--- START OF EXCERPTED PASSAGE ---

P. & A. Guye, London for Buller, Hutchinson & Co., London, No. 7,535, ca. 1870.
A rare high grade London manufactured P. & A. Guye hunter pocket watch
Manufactured for Buller, Hutchinson & Co., London, ca. 1870.
Philippe & Auguste Guye, 13 Northampton Square, London. Auguste (1823-93) Philippe, and Fritz Guye, all sons Louis-Auguste Guye, an ‘établisseur’ in Geneva. Louis-Auguste was a watchmaker who assembled and finished all the parts of a watch which he ordered from outsourced specialists. In 1856 Auguste Guye emigrated to London and established a similarly styled établisseur watch operation in London. At this time the Guye brothers finished watches anonymously for other retailers. In the 1860s, already with Philippe and Fritz Guye, the firm of P. & A. Guye started to sell watches under their own name. For their best finished work they used movement blanks manufactured by John Wycherly (Liverpool/Prescot), a foremost manufacturer of his period. By the late 1860s they started manufacturing movements entirely in house at their 13 Northampton Square (Clerkenwell). Soon after, they expanded their operations and began manufacturing movement ebauche and parts by machine at their 14 St. Bride Street (Ludgate Hill). The firm is best known today for being pioneers in Britain in the manufacture of machine made and interchangeable parts of a watch in the style of Swiss watchmaking in the day (i.e., Le Coultre, among others). All finishing, adjusting and assembling, like in Swiss factories of the day, was still carried out by hand.
The partnership between the three brothers was formally dissolved in 1888. This was not a cessation of P. & A. Guye’s activities, but rather a restructuration. From the early 1890s the company consolidated their facilities and started to work out of 77 Farringdon Road. Its operations continued well into the early decades of the 20th century. It is at this point that Philippe Guye, who by 1879 had moved his residence back to Geneva, started manufacturing movement ebauches for P. & A. Guye in Geneva. These were imported into the England, adjusted, finished, cased and resold by P. & A. Guye to the English market.
Auguste Guye was a leading innovator of balance and escapement development in England. He was widely known in the British horological industry. Auguste regularly published articles in the British periodical The Horological Journal touching on isochronal escapements and balance wheel construction. Similarly to his brother, Philippe Guye, was invested in horological innovation and development. He patented a new kind of hairspring stud, and also had the P. & A. Guye two-part winding and setting system patented in Switzerland. Philippe also established in 1887 a hairspring company ‘Spira’ in Geneva.
The movements of early P. & A. Guye used the Prescott/Liverpool ebauches of John Wycherly. When they began manufacturing their own movements, such as the present watch, the ebauche or caliber, was based on these same Wycherly designs. Principal similarities are the ¾ top plate form, while the differences were Guye’s the single main plate style with milled gear recesses vs. Wycherly’s use of a second gear train plate. After the restructuration of the company, in the 1890s P. & A. Guye began manufacturing machine made movements for J. W. Benson. These were generally of a more simple quality, were offered in a range of styles (key wound, keyless, etc.), and were entirely made in London. At this time, P. & A. Guye reinitiated to sell similarly styled, and of similar mid-quality movements under their own name. These latter were almost exclusively sold to the US market. However, high-grade, hand-finished London watches were continued to be sold by Guye in a more reduced quantity. During this time, the Geneva made movements, in a similar range of quality – from low to high – were continued to be imported to England and sold by P. & A. Guye to the English market.

--- END OF EXCERPTED PASSAGE ---
--- START OF DATA PROVIDED ---

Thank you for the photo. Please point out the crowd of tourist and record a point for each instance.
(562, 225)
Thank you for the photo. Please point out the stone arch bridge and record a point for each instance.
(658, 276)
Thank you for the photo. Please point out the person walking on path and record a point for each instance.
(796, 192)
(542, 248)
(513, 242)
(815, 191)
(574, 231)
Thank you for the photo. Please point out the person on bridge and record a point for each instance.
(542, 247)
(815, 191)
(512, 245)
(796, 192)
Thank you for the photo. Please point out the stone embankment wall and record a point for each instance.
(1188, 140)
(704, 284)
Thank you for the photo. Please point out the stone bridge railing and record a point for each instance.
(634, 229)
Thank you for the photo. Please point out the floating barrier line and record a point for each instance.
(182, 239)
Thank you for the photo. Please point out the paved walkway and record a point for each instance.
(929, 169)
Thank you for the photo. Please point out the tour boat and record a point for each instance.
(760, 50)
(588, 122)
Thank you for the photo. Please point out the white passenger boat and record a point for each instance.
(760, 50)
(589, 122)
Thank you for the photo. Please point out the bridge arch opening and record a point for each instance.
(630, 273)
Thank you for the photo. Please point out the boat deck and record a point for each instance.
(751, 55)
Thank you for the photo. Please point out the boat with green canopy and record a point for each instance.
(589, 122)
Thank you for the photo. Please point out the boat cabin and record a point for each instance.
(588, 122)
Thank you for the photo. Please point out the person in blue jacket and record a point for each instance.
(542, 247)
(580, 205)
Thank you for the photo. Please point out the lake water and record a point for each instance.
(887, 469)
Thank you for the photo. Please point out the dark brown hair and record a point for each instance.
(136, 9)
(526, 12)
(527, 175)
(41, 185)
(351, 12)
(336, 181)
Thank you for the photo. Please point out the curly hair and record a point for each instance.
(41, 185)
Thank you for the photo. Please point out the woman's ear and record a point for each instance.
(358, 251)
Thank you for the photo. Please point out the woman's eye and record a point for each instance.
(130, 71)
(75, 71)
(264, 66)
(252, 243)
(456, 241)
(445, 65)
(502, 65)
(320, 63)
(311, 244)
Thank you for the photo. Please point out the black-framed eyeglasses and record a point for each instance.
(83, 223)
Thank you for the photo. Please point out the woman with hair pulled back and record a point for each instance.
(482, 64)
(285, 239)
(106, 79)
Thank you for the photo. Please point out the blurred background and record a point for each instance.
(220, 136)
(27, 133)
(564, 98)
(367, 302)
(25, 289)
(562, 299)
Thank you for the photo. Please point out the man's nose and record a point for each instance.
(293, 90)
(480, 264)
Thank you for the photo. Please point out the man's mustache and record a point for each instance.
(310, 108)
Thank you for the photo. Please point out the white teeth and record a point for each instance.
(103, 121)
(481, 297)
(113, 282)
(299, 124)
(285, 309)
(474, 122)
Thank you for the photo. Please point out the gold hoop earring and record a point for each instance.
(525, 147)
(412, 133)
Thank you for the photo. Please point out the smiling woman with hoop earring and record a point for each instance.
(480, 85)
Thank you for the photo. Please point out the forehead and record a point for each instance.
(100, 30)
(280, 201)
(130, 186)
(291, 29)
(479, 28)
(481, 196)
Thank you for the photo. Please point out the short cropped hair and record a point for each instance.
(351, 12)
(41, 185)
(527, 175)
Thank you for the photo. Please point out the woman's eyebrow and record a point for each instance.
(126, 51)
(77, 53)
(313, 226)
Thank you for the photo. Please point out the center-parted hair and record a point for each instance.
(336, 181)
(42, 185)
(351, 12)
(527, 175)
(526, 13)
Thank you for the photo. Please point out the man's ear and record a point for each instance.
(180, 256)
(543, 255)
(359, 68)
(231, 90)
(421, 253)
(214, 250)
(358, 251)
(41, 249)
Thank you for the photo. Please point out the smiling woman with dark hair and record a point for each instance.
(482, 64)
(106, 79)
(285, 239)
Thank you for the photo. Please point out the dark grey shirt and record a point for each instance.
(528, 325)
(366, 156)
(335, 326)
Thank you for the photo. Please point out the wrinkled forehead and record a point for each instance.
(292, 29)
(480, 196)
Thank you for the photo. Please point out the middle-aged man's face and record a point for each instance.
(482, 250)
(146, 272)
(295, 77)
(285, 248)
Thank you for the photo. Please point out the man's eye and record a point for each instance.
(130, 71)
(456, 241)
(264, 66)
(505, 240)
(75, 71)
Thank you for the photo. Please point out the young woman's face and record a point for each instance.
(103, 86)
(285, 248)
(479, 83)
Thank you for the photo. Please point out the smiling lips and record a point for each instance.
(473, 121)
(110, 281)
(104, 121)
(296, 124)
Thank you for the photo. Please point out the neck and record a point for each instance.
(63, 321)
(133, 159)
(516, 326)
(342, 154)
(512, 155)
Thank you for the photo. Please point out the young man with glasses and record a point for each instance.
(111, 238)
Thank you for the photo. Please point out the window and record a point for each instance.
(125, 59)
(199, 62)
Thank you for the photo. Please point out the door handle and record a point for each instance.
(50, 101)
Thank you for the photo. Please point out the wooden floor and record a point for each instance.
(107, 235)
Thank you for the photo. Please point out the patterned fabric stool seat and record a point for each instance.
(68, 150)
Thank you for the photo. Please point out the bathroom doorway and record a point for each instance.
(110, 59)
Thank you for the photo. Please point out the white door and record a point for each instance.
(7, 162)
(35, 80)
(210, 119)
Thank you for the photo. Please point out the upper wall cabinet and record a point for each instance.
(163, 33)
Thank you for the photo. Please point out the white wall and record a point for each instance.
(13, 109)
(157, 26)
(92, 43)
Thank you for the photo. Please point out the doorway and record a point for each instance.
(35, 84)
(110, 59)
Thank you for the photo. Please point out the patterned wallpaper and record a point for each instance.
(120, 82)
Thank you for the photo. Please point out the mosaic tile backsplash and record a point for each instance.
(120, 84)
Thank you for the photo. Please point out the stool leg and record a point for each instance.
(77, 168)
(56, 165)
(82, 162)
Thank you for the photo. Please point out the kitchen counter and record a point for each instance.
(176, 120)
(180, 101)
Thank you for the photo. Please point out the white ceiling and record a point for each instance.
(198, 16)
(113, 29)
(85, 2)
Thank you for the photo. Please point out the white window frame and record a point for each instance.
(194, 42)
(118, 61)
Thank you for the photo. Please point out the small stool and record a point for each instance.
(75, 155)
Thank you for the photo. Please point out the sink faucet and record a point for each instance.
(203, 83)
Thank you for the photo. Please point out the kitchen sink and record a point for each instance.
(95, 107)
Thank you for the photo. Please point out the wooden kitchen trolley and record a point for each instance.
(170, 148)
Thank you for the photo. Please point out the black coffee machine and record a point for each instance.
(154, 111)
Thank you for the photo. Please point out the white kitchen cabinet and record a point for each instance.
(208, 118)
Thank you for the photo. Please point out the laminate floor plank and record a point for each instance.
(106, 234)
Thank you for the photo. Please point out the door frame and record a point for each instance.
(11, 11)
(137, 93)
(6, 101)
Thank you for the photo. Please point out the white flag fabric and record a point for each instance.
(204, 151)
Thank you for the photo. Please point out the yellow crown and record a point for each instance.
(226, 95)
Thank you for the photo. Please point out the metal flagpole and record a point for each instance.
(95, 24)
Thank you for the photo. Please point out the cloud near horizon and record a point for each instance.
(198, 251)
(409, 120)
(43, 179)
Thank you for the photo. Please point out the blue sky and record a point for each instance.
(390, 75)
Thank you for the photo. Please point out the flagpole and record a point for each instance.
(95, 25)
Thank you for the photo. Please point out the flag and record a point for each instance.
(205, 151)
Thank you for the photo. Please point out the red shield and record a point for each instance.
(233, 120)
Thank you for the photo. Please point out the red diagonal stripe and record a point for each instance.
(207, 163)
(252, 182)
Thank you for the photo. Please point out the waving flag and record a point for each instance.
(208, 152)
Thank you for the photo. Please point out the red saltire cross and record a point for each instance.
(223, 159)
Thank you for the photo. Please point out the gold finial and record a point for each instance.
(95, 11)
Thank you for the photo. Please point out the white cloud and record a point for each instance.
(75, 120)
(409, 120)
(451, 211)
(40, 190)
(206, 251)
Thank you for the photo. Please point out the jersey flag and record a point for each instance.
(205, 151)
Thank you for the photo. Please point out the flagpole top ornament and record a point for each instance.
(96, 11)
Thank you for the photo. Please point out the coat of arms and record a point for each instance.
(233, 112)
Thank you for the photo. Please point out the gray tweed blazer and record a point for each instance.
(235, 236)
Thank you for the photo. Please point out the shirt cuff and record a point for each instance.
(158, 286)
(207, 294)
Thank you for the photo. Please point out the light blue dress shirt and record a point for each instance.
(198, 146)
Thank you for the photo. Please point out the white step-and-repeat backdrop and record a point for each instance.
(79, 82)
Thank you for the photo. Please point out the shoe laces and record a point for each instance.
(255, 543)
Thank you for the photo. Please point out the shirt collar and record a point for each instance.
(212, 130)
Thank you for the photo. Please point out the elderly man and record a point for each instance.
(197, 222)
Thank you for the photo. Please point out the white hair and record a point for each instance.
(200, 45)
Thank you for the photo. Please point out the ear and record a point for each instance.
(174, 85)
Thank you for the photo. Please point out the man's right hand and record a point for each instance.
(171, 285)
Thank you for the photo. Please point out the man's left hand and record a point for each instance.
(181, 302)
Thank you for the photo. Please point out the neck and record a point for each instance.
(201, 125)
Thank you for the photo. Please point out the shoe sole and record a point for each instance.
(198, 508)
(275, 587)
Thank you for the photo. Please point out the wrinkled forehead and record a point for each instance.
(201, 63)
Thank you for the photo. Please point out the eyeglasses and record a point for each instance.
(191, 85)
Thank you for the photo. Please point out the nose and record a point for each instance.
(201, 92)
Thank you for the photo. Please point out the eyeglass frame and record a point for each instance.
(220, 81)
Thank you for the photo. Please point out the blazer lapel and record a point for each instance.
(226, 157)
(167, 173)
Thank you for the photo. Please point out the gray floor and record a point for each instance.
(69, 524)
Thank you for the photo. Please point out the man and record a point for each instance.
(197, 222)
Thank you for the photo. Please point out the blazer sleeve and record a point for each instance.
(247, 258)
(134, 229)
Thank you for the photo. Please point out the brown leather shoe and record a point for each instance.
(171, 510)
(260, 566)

--- END OF DATA PROVIDED ---
--- START OF DATA PROVIDED ---

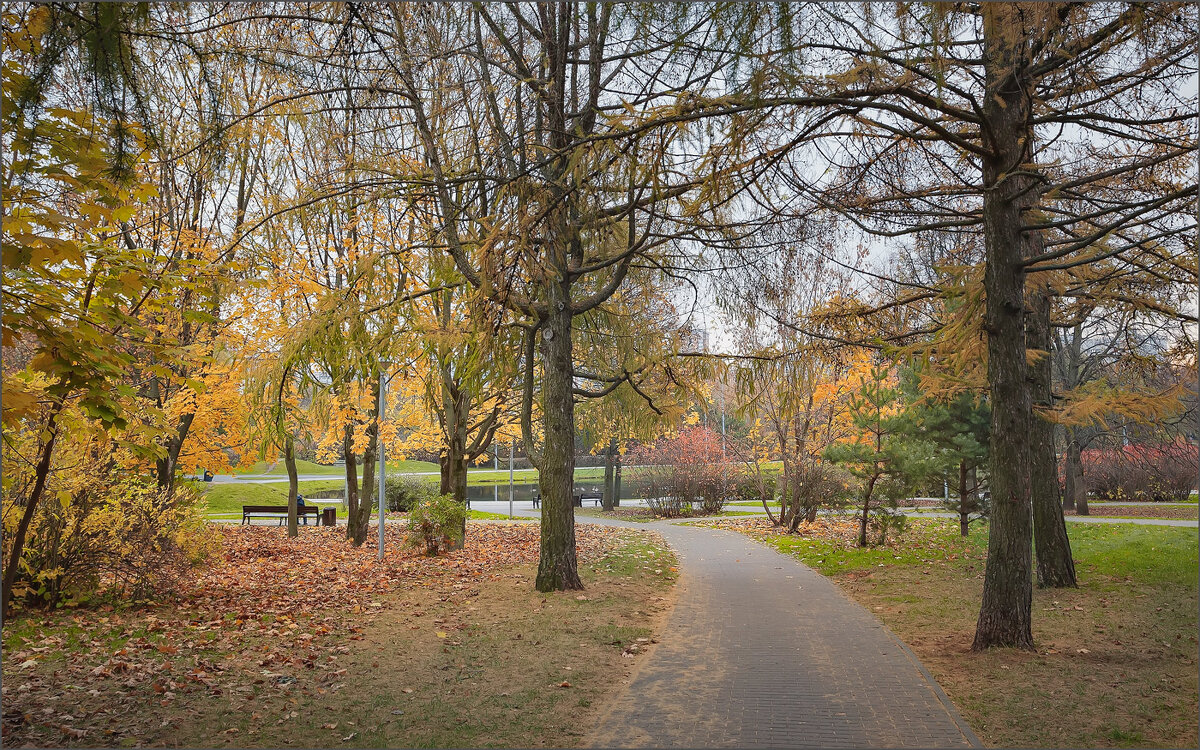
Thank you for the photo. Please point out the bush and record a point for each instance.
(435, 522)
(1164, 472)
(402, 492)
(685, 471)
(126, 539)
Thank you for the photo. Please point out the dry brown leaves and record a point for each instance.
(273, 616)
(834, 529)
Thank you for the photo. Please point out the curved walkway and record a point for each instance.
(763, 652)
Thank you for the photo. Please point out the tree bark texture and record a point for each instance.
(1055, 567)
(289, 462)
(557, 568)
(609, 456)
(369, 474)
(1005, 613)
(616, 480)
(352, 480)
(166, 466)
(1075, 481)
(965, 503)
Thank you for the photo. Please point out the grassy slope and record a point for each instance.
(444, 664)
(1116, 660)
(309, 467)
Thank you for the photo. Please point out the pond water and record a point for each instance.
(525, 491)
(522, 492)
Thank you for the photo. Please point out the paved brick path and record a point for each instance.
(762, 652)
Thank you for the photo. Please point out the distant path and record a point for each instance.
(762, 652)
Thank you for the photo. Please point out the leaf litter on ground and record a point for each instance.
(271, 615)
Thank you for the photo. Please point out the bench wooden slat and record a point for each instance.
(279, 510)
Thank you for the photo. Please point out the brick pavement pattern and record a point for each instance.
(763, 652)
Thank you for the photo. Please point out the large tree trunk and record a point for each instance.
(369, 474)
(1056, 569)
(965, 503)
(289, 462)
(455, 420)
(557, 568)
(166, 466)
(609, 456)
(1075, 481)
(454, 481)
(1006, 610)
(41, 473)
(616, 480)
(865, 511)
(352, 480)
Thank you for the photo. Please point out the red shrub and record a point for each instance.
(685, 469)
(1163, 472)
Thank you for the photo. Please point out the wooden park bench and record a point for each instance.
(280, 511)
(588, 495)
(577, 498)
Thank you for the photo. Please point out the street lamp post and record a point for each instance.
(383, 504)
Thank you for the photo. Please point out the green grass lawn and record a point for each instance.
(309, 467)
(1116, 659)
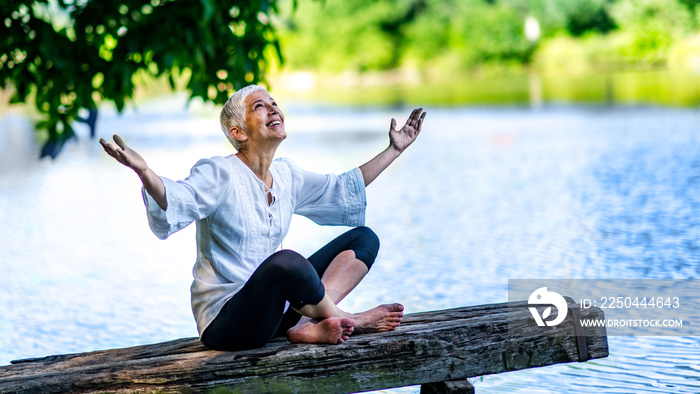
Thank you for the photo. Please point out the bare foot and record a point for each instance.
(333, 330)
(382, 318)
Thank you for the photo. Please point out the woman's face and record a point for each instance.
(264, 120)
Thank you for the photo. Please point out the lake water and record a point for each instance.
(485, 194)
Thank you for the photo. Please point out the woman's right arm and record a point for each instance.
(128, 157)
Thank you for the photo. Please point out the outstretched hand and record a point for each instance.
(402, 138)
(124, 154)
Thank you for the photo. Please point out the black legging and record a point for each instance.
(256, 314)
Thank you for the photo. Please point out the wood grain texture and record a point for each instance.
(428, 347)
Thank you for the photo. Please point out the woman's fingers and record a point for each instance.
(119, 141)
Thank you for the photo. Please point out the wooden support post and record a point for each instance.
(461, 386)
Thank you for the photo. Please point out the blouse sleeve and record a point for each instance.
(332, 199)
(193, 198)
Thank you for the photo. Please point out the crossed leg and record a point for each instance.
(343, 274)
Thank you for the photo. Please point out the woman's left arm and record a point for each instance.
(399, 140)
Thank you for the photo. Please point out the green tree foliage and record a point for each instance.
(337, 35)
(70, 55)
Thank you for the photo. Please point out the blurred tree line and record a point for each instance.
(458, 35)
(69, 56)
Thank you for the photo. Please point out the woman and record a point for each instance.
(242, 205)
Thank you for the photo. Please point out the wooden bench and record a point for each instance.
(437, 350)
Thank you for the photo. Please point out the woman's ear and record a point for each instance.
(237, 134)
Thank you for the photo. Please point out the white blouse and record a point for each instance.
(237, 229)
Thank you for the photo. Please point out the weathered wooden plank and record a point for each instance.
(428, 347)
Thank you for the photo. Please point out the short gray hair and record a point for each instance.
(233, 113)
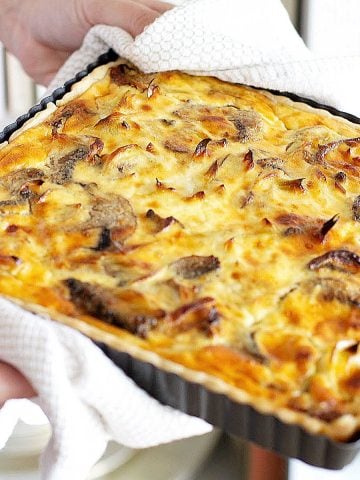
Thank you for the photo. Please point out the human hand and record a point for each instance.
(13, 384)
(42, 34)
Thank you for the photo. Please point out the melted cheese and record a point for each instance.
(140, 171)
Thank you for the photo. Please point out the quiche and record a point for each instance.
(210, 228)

--- END OF DATA PROVIDED ---
--- START OF DATA PROVIDED ---

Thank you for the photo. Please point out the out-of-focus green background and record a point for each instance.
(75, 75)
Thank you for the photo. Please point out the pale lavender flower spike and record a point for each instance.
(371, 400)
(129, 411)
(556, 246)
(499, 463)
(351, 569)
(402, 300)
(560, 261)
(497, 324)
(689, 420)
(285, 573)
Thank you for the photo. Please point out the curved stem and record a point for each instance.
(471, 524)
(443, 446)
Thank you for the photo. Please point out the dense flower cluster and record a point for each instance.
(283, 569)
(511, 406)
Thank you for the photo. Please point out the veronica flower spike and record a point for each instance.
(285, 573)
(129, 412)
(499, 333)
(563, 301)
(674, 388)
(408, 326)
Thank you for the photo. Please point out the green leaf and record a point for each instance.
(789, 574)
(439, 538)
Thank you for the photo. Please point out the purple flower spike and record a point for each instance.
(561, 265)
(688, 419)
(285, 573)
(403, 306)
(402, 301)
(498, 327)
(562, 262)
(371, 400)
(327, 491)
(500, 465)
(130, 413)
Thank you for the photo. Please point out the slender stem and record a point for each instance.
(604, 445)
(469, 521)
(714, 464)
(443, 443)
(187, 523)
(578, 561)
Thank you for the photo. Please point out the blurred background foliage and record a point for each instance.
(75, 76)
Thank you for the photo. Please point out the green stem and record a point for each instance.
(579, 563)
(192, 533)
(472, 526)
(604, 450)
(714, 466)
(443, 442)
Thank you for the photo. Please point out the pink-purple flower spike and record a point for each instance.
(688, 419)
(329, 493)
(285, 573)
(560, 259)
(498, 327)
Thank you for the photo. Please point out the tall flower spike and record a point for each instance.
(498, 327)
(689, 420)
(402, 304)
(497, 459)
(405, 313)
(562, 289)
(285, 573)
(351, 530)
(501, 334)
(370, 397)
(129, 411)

--- END OF DATA PROVIDED ---

# GOAL A
Render this sentence from the Guye watch text in Spanish: "The partnership between the three brothers was formally dissolved in 1888."
# GOAL B
Please output the part of the Guye watch text between "Auguste Guye was" and "company ‘Spira’ in Geneva.", inclusive, with no changes.
None of the data is needed here.

# FULL OUTPUT A
La sociedad entre los tres hermanos se disolvió formalmente en 1888.

# FULL OUTPUT B
Auguste Guye was a leading innovator of balance and escapement development in England. He was widely known in the British horological industry. Auguste regularly published articles in the British periodical The Horological Journal touching on isochronal escapements and balance wheel construction. Similarly to his brother, Philippe Guye, was invested in horological innovation and development. He patented a new kind of hairspring stud, and also had the P. & A. Guye two-part winding and setting system patented in Switzerland. Philippe also established in 1887 a hairspring company ‘Spira’ in Geneva.